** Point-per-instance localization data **
==============================

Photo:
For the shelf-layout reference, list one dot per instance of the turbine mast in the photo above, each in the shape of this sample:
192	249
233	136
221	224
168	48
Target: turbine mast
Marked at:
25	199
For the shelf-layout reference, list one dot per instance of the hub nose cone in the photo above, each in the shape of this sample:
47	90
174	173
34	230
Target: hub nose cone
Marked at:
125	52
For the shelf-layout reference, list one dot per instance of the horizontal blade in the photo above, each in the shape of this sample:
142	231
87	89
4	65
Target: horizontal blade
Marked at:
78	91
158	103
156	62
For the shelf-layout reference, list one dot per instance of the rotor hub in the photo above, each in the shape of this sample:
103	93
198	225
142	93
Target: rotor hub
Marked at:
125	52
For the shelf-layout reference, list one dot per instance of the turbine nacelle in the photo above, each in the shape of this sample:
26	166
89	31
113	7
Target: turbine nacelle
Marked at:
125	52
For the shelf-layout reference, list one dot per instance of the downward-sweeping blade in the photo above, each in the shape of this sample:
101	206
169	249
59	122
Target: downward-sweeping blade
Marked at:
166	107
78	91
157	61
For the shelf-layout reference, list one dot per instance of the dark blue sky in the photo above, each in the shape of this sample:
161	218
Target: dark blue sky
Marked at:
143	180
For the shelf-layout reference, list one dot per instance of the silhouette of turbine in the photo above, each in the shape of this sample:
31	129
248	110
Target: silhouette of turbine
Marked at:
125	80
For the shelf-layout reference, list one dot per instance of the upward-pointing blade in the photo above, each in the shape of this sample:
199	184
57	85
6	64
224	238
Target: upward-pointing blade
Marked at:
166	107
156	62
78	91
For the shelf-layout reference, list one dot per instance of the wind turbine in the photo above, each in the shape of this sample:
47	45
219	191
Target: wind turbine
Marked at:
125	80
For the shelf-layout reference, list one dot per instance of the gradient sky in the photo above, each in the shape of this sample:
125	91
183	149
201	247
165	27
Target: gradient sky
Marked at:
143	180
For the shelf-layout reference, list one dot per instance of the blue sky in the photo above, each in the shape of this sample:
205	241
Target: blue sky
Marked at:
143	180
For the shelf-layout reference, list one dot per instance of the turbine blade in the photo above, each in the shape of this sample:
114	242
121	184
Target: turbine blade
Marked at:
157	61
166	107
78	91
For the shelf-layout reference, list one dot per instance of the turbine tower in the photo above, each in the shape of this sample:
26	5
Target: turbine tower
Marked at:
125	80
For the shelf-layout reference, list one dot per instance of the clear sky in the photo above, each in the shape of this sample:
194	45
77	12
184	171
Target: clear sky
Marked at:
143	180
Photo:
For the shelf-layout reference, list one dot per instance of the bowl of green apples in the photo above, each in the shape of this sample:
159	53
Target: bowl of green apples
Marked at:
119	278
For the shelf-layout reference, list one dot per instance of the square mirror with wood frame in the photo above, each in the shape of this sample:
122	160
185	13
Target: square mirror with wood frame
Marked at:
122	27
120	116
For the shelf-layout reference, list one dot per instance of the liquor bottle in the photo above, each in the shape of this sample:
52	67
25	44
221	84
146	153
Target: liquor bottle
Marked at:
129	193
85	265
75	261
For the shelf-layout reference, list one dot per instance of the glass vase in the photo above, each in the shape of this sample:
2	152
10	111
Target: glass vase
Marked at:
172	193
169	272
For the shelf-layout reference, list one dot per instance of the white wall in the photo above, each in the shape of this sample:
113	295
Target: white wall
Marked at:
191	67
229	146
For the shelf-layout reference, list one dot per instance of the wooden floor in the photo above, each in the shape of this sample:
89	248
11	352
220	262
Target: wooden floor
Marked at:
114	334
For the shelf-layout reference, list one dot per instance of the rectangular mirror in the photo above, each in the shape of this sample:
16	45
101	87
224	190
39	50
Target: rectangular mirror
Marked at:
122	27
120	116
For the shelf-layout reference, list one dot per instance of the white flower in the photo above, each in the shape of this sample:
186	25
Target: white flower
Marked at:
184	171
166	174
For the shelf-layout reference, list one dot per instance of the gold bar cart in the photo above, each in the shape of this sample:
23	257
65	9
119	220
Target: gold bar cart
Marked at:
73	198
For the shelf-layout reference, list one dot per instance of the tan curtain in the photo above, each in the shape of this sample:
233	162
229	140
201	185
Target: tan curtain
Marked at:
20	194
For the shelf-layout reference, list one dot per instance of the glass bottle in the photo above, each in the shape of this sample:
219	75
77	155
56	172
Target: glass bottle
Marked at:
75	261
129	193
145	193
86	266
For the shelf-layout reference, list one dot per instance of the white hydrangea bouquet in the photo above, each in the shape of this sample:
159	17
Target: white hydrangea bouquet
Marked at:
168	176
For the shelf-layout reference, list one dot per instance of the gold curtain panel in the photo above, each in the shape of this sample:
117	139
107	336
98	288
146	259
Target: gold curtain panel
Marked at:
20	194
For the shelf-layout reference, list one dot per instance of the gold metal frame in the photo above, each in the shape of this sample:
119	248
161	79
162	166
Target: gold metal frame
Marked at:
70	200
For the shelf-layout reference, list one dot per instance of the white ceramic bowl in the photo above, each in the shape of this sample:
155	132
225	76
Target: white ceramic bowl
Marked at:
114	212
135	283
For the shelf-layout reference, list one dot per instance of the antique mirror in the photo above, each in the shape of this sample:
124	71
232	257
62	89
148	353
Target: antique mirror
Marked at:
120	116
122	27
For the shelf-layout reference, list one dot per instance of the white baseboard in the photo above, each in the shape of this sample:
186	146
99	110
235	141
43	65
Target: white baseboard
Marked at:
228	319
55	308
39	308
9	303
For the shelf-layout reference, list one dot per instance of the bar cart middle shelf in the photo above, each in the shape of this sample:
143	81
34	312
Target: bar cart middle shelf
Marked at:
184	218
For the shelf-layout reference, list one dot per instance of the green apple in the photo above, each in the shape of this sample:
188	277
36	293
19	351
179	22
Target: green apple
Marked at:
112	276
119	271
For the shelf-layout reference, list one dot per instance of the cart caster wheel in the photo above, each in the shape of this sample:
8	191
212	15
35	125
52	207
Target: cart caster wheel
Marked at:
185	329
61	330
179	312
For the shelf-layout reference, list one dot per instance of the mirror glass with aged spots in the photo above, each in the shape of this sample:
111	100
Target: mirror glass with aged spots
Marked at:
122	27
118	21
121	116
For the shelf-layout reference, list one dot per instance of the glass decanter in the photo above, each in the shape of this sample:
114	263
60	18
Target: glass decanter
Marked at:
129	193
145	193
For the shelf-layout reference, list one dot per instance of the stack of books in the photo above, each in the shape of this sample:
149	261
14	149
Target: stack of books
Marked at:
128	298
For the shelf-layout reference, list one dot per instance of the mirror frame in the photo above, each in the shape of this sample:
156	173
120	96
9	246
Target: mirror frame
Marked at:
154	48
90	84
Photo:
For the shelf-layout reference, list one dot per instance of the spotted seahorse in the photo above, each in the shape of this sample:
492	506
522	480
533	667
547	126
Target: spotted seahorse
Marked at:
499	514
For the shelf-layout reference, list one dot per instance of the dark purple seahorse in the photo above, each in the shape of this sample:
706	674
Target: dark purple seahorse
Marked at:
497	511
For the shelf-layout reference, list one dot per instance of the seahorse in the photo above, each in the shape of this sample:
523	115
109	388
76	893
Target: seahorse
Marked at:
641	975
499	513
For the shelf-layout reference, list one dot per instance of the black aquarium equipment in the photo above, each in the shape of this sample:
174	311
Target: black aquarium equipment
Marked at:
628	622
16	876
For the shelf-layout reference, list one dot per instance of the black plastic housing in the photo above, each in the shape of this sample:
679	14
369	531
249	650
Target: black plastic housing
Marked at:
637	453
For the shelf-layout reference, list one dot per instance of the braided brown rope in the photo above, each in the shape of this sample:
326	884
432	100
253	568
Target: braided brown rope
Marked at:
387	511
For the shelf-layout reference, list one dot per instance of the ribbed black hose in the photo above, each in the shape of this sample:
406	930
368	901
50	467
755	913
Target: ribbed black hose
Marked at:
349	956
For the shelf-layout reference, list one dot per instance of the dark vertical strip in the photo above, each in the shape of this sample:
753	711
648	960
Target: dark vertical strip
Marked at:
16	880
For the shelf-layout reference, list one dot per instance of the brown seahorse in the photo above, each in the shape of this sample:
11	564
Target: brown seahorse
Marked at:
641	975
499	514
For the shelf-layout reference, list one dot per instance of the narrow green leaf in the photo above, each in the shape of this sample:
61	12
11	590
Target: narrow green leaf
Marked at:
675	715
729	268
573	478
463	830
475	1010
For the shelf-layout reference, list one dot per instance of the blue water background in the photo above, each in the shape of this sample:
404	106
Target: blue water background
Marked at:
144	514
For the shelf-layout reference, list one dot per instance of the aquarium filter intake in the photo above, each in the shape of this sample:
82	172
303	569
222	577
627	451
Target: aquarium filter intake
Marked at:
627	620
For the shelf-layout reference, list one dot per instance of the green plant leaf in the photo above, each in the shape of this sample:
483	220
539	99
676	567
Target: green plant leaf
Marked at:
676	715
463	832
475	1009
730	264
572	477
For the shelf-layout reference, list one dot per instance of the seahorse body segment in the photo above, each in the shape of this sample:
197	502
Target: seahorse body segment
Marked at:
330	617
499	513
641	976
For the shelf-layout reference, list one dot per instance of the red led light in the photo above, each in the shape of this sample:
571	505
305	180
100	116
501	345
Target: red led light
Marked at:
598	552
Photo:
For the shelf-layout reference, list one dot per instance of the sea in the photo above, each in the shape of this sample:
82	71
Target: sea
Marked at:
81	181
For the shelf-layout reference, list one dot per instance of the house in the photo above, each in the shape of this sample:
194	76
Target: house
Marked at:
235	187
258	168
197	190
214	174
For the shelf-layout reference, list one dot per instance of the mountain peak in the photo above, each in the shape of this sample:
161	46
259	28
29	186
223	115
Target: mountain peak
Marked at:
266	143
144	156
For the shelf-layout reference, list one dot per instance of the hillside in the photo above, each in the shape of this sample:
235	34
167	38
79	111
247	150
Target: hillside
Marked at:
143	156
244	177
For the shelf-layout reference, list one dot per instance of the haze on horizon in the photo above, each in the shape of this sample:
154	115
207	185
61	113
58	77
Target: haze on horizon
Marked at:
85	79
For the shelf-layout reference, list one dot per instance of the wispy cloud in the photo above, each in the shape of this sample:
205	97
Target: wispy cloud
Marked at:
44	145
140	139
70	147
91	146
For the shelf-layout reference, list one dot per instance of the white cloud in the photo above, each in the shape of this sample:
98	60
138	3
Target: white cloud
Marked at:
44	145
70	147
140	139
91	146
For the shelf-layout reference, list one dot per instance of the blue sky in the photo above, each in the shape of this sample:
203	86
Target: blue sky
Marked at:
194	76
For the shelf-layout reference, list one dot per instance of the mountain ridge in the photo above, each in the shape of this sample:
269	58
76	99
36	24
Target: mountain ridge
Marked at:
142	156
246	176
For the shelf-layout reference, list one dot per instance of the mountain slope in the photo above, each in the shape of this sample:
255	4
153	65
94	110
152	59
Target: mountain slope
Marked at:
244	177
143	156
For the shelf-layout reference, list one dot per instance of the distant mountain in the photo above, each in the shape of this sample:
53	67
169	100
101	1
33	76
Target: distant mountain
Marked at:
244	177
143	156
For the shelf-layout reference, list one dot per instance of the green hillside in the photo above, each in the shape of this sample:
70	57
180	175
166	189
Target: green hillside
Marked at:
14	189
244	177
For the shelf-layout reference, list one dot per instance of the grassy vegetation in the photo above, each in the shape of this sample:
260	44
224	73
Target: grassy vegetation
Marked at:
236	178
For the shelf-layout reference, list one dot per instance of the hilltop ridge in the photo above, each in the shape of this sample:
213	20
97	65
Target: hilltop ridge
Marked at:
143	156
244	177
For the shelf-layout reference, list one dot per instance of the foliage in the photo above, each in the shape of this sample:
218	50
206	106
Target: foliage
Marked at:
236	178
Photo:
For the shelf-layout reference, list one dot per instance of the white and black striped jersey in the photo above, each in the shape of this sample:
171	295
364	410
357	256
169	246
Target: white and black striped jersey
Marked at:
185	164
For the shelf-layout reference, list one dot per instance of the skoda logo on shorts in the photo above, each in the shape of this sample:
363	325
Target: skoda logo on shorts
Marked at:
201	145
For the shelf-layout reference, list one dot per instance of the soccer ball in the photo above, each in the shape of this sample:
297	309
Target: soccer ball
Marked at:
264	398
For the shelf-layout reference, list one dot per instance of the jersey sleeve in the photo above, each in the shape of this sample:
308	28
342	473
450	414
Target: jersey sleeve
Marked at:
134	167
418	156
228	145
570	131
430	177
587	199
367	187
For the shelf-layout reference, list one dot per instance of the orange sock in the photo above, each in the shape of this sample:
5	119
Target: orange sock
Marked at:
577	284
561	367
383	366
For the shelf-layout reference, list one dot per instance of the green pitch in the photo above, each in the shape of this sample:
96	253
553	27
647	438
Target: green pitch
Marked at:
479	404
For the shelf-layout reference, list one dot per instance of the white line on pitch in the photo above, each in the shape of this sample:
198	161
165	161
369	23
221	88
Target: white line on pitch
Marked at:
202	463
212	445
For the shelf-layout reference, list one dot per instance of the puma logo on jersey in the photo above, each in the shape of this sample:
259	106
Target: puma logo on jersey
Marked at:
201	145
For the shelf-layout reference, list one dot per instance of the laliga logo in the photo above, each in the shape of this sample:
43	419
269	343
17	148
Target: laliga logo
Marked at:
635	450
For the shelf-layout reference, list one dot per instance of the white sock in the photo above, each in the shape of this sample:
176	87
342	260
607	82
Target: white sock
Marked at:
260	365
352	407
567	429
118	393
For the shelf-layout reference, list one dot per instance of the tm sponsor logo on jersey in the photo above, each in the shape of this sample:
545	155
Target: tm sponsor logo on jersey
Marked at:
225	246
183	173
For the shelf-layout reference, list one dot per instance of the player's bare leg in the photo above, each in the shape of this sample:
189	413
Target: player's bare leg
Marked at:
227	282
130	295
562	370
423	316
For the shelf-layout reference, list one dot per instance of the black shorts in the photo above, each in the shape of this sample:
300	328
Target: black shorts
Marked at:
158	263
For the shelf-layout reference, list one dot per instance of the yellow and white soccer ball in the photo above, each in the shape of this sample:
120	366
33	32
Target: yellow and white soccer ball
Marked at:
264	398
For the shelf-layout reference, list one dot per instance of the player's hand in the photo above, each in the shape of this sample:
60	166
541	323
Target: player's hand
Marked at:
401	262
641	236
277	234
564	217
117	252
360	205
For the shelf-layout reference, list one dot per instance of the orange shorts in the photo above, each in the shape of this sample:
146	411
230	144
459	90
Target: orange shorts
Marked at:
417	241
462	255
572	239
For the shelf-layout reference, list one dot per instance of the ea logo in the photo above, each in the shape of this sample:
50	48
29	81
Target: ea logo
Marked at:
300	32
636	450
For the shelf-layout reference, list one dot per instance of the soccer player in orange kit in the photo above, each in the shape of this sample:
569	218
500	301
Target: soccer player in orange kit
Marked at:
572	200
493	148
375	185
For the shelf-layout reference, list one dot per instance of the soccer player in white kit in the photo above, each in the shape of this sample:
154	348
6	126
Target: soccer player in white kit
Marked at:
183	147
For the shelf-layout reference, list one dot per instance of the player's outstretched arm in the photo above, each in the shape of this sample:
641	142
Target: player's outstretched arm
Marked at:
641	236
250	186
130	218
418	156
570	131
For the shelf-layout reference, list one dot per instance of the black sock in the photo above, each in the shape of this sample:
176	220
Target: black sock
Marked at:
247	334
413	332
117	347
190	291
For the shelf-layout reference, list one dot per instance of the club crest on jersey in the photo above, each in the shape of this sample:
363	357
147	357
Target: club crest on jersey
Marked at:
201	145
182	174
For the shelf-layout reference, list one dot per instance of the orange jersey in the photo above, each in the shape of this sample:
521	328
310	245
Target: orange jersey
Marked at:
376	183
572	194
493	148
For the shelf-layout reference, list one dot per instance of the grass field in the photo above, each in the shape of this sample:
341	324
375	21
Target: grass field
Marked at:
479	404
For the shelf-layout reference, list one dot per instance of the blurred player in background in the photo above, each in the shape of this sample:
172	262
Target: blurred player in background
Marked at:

==============================

All lines of the entries containing the string "haze" must be shown in full.

** Your solution **
For the shelf-layout reference, list one dot per instance of the haze on horizon in the photo above, each in the shape of this sample:
Target: haze on horizon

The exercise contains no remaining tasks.